_ENUNCIADO_
Copie, do texto sobre a Antígona, o trecho que começa nas palavras "Depois de inúmeras" e termina logo após "risco de vida .".

_TEXTO PARA ANÁLISE_
-*-

A Antígona e o covid
Antígona condenada à morte por Creon, Giuseppe Diotti
Há cerca de 2500 anos, Sófocles escreveu a Antígona.
Pelo que sei, esta foi apenas uma de sete outras representações teatrais que chegaram aos nossos dias. Muitas outras terão sido perdidas pela voracidade do esquecimento.
Esta obra relata a defesa apresentada por Antígona perante um coro de anciãos de Tebas, que representam a polis.
Depois de inúmeras maldições que lhe fulminaram a família, os seus irmãos, Etéocles e Polinices, combateram e morreram em lados opostos numa luta que levou o tirano Creonte ao poder.
O cadáver de Etéocles, por vontade do novo soberano, foi tratado de acordo com a justiça e a lei, sendo homenageado honrosamente e recolhido a um sepulcro.
Polinices, pelo contrário, seria deixado por enterrar. Seria um tesouro bem-vindo para as aves de rapina. Por ordens de Creonte os cidadãos ficaram impedidos de o lamentar e até o facto de o seu cadáver ter sido coberto com pó, fez o guarda que assegurava o cumprimento da sentença correr risco de vida .

-*-

Dados de ancoragem de texto em regiões:
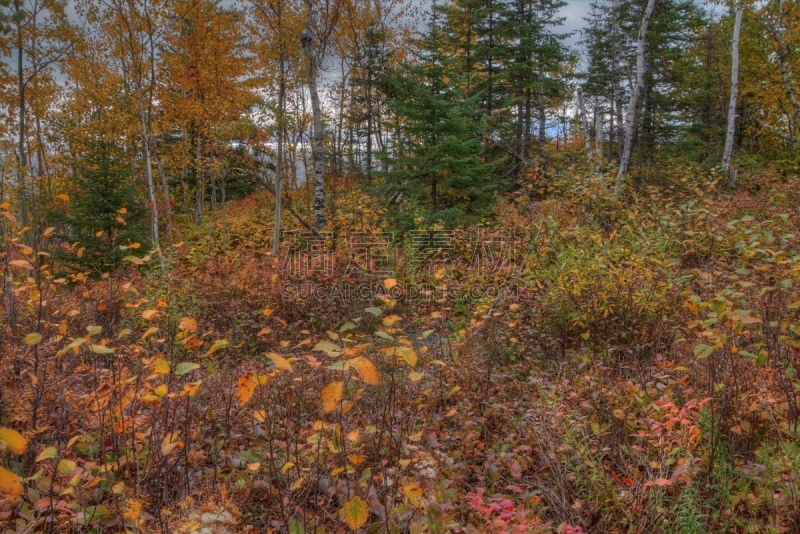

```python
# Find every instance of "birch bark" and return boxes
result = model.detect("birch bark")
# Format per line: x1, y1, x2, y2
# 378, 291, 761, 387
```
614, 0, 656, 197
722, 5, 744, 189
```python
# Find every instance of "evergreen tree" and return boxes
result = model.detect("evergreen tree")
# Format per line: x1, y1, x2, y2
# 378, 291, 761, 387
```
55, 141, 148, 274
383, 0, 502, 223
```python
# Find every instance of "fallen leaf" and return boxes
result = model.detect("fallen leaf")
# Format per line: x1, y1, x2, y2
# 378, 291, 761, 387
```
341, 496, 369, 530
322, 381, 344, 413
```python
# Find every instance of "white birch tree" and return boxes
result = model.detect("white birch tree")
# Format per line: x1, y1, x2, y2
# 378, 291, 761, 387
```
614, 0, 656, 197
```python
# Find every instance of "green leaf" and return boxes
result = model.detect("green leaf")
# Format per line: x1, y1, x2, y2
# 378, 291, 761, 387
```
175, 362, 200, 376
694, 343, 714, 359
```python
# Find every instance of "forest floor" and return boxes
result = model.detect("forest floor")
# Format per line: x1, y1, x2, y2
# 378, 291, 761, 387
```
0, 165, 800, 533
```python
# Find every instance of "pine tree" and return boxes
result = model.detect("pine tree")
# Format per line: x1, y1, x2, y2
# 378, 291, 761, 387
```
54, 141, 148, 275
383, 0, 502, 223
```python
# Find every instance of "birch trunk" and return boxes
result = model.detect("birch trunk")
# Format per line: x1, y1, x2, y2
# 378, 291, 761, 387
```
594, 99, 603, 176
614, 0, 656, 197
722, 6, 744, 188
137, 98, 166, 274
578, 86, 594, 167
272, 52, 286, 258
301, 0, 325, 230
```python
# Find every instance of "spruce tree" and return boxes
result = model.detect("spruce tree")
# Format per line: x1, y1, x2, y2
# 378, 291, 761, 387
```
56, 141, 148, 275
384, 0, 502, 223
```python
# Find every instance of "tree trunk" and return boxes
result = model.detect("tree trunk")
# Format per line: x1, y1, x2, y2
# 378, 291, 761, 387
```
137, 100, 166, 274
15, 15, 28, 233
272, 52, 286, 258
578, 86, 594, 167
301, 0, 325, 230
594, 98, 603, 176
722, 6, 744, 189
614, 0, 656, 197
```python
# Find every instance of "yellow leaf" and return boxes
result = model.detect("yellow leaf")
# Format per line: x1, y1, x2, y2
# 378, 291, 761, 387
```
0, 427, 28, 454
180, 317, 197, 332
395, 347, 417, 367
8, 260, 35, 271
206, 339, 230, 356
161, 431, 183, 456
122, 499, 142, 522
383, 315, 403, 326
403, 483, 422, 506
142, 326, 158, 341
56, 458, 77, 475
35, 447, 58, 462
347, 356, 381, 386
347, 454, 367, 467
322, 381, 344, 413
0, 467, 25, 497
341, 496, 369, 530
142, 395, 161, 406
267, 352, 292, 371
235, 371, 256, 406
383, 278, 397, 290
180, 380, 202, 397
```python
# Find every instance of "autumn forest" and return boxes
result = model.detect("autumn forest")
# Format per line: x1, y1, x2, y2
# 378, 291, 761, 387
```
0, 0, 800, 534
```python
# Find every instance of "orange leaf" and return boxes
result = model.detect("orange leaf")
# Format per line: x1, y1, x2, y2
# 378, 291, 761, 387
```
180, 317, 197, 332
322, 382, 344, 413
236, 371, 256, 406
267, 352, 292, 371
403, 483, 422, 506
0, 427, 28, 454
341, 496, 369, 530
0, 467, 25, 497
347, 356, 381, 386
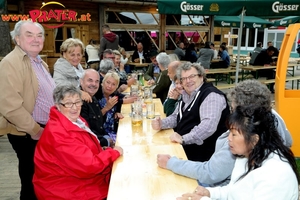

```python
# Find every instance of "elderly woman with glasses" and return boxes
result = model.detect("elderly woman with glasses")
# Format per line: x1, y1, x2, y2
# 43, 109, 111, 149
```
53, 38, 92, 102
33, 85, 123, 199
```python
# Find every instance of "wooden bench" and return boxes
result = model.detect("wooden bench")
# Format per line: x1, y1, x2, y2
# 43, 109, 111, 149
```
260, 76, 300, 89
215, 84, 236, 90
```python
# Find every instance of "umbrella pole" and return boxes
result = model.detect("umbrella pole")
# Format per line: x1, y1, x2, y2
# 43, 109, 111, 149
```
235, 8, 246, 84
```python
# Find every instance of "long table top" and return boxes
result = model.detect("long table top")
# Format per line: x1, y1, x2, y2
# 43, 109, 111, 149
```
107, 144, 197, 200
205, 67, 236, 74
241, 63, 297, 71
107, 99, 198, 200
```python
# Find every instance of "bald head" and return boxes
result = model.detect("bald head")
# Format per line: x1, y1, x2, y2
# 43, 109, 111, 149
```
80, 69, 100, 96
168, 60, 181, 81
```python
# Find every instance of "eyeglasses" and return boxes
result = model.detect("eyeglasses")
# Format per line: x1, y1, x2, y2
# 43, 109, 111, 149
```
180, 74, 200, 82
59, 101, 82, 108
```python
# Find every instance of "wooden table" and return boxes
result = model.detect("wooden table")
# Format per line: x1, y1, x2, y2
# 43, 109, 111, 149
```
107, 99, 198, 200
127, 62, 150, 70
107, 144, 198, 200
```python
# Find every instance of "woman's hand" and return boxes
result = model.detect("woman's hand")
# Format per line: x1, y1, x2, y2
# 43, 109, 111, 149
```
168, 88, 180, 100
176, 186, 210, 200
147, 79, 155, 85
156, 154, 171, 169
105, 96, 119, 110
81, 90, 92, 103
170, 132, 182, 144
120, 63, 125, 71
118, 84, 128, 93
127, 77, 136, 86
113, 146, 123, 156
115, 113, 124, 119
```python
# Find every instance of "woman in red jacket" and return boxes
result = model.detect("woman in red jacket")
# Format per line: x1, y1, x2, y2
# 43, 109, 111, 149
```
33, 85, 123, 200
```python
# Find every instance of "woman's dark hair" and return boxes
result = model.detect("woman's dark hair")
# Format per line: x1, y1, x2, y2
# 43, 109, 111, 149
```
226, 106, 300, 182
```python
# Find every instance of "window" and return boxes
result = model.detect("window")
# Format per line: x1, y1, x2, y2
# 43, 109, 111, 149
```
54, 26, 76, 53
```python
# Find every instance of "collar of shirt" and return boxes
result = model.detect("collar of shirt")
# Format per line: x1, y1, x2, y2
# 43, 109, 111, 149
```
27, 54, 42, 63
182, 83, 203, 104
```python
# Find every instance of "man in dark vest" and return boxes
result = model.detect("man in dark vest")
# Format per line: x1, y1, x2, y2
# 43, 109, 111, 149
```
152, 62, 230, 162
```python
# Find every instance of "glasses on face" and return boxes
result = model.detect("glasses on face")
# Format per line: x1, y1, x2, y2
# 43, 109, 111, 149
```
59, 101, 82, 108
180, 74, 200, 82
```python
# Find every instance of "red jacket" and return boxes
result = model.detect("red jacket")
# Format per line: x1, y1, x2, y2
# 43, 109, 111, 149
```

-*-

_RESULTADO_
Depois de inúmeras maldições que lhe fulminaram a família, os seus irmãos, Etéocles e Polinices, combateram e morreram em lados opostos numa luta que levou o tirano Creonte ao poder.
O cadáver de Etéocles, por vontade do novo soberano, foi tratado de acordo com a justiça e a lei, sendo homenageado honrosamente e recolhido a um sepulcro.
Polinices, pelo contrário, seria deixado por enterrar. Seria um tesouro bem-vindo para as aves de rapina. Por ordens de Creonte os cidadãos ficaram impedidos de o lamentar e até o facto de o seu cadáver ter sido coberto com pó, fez o guarda que assegurava o cumprimento da sentença correr risco de vida .